→ Source:
####

I am concerned that that is what happened here.
[44]
It
was not the case that there was not information before the officer on the
domestic violence. CIC held an interview on September 6, 2007 in an effort to
ascertain whether the marriage was legitimate between the sponsor and the
applicant. It was discovered during the interview, and written in the FOSS
notes that the sponsor had been convicted with uttering death threats against
the applicant and failure to comply with recognizance. The sponsor had received
28 days imprisonment and 24 months of probation and a suspended sentence. The
husband therefore was ineligible to sponsor the applicant under the Act and
Regulations. The FOSS notes also show that the applicant’s husband was ordered
by the Court to attend rehabilitative programs for his violence and alcohol
abuse.
[45]
The
consequence of ignoring the domestic violence experienced by the applicant is
that the decision fails to acknowledge the role the immigration process had in
the violence, albeit unintentionally, when the applicant remained in her
marriage for fear of being deported. And while, the officer is not compelled to
follow the Gender Guidelines or the CIC Manual, these policies suggest that the
evidence on domestic violence including the psychological report is more
important and bears mentioning. There is a big picture in this analysis which
includes public policy considerations found in the wording of the preamble, the
objectives and section 25 of the Act. These considerations point strongly
towards an error by the officer in failing to discuss in his decision the
impact of domestic violence on the applicant related to her immigration status.
[46]
A
review of the salient portions of the Act discloses the following. The Preamble states that
the legislation is:
An
Act respecting immigration to Canada and the granting of refugee protection
to persons who are displaced, persecuted or in danger.

####

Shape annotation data
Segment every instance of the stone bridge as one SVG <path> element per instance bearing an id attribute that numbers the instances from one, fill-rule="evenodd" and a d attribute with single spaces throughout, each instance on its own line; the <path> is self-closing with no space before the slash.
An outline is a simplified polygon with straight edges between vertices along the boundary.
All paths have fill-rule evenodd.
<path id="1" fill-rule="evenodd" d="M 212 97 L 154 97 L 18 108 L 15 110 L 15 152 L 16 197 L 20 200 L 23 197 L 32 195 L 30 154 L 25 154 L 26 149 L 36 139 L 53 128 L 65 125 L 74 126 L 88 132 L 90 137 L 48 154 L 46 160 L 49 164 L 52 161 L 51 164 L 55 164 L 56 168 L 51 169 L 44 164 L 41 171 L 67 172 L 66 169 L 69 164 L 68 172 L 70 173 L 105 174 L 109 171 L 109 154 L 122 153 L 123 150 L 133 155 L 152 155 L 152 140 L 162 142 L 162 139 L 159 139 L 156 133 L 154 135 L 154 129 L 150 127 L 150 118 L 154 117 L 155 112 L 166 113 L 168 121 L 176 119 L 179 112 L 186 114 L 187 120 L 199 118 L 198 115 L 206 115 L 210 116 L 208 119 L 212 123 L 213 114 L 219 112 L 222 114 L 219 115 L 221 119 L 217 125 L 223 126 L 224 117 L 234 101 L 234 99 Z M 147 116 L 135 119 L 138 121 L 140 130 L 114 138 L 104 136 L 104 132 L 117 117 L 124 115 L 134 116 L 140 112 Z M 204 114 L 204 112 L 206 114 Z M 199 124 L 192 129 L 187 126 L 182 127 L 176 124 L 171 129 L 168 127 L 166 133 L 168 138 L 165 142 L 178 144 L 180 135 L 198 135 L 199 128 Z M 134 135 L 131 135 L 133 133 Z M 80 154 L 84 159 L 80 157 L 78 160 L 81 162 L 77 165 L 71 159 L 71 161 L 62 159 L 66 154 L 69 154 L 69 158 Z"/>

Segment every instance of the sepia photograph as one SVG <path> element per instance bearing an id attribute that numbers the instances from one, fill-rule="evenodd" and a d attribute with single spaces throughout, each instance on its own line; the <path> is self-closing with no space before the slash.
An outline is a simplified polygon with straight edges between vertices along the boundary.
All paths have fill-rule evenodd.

####

→ Work to be completed: In the excerpt on the immigration decision, what sentence did the sponsor receive?

→ Exercise result: 28 days imprisonment, 24 months of probation and a suspended sentence.